··· Source passage ···

How does "chain-of-thought" prompting work?
Chain-of-thought prompting (CoT) refers to techniques which make a language model generate intermediate reasoning steps in its output. CoT methods can substantially cut down the number of errors a model makes.
Input:
Take the last letters of the name “Lady Gaga” and concatenate them.
Model Output (without intermediate reasoning steps):
The answer is “ya”.
Model Output (with intermediate reasoning steps):
The last letter of “Lady” is “y”. The last letter of “Gaga” is “a”. Concatenating them gives “ya”. So the answer is “ya”.
Chain-of-thought prompting can be done via few-shot prompting (i.e., giving the model examples of chain-of-thought reasoning to emulate) or zero-shot prompting (i.e., asking the model in the input prompt to "think step-by-step").
The difference between standard prompting and chain-of-thought prompting for an arithmetic reasoning problem is illustrated in the figure below.
Source: Wei et al., Chain-of-Thought Prompting Elicits Reasoning in Large Language Models (2023)
Chain-of-thought prompting works especially well on difficult natural language processing tasks like multi-step arithmetic, symbolic reasoning, and common-sense reasoning. This prompting method can also be automated by using LLMs to generate prompts and evaluate responses.

··· Source material ···

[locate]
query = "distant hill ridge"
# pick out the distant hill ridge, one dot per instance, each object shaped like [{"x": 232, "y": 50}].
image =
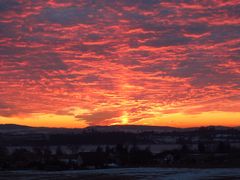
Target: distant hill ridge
[{"x": 19, "y": 129}]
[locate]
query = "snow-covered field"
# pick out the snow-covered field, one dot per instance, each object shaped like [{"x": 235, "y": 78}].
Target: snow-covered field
[{"x": 125, "y": 174}]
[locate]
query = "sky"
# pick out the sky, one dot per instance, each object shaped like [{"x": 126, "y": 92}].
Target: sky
[{"x": 78, "y": 63}]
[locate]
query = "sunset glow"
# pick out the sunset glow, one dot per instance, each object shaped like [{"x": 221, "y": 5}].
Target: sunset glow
[{"x": 78, "y": 63}]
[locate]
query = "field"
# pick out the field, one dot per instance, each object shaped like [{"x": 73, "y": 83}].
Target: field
[{"x": 125, "y": 174}]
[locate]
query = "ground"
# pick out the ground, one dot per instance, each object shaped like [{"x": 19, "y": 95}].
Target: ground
[{"x": 125, "y": 174}]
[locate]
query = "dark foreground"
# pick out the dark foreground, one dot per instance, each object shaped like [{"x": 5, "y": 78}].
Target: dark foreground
[{"x": 125, "y": 174}]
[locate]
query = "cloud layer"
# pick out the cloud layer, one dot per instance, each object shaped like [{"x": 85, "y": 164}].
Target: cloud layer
[{"x": 115, "y": 60}]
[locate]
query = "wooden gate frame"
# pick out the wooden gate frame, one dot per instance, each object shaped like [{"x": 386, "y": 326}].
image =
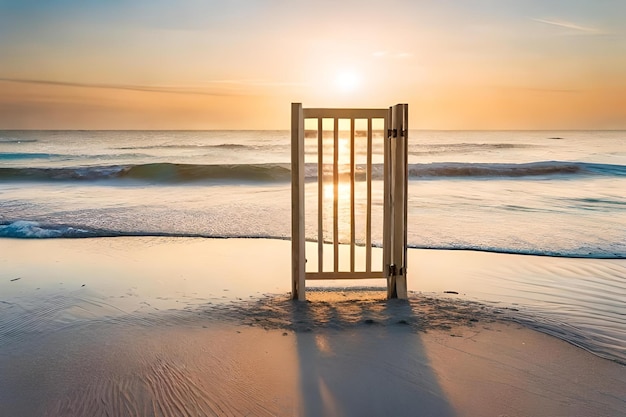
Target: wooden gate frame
[{"x": 394, "y": 194}]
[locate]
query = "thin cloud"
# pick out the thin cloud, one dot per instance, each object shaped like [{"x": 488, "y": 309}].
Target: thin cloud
[
  {"x": 569, "y": 25},
  {"x": 218, "y": 88}
]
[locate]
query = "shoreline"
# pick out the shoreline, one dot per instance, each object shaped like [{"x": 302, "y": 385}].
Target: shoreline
[{"x": 188, "y": 326}]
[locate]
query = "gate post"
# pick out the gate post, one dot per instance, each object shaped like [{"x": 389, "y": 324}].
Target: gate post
[
  {"x": 297, "y": 204},
  {"x": 397, "y": 151}
]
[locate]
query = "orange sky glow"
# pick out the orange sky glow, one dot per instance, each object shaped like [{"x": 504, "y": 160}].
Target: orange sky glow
[{"x": 190, "y": 64}]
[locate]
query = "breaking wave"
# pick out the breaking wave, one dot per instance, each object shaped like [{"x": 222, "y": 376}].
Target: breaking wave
[{"x": 164, "y": 173}]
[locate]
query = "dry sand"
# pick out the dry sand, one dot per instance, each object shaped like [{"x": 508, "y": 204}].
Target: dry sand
[{"x": 193, "y": 327}]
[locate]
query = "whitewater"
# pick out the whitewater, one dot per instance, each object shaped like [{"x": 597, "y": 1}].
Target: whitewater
[
  {"x": 542, "y": 193},
  {"x": 558, "y": 195}
]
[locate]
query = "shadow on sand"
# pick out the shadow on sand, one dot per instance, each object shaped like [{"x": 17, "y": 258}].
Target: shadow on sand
[{"x": 360, "y": 354}]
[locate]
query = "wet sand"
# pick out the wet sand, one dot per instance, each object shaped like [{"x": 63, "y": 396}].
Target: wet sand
[{"x": 186, "y": 327}]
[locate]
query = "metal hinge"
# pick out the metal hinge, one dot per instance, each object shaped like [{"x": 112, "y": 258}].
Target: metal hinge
[
  {"x": 393, "y": 133},
  {"x": 393, "y": 270}
]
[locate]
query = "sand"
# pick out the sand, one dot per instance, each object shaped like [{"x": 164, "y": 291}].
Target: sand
[{"x": 193, "y": 327}]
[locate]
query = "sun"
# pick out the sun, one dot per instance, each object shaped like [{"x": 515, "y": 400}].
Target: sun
[{"x": 347, "y": 81}]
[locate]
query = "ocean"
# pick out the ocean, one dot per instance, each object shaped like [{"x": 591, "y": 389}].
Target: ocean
[{"x": 554, "y": 193}]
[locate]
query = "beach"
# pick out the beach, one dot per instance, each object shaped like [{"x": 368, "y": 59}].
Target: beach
[{"x": 161, "y": 326}]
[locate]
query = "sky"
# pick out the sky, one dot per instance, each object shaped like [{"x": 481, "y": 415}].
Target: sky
[{"x": 238, "y": 64}]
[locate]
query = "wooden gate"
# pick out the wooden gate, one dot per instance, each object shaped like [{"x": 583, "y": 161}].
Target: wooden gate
[{"x": 337, "y": 180}]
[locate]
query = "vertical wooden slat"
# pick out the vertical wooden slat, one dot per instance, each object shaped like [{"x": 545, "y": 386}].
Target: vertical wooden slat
[
  {"x": 336, "y": 194},
  {"x": 368, "y": 224},
  {"x": 352, "y": 199},
  {"x": 386, "y": 194},
  {"x": 298, "y": 272},
  {"x": 320, "y": 196}
]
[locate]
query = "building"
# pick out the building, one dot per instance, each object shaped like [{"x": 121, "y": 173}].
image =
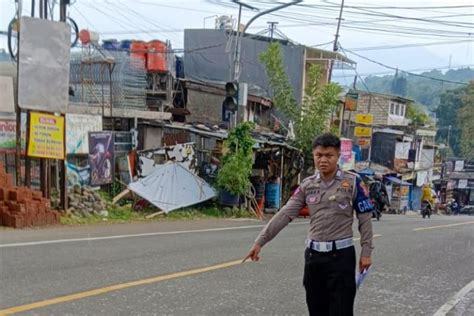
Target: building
[
  {"x": 209, "y": 58},
  {"x": 387, "y": 110}
]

···

Pick up the passage on chain-of-thought prompting after its final sentence and carry it forward.

A model’s ability to break down complex problems into intermediate steps is referred to as “chain-of-thought reasoning”, which emerges from increasing model scale. However, the explanations a model generates in chain-of-thought reasoning might not represent its actual reasoning. This implies that chain-of-thought prompting cannot be relied upon to provide a faithfully interpretable window into the model’s actual reasoning.
The main limitation of chain-of-thought prompting is that it generalizes poorly from the examples in the input prompt to harder problems. Further work on techniques like “least-to-most prompting” has tried to address this limitation.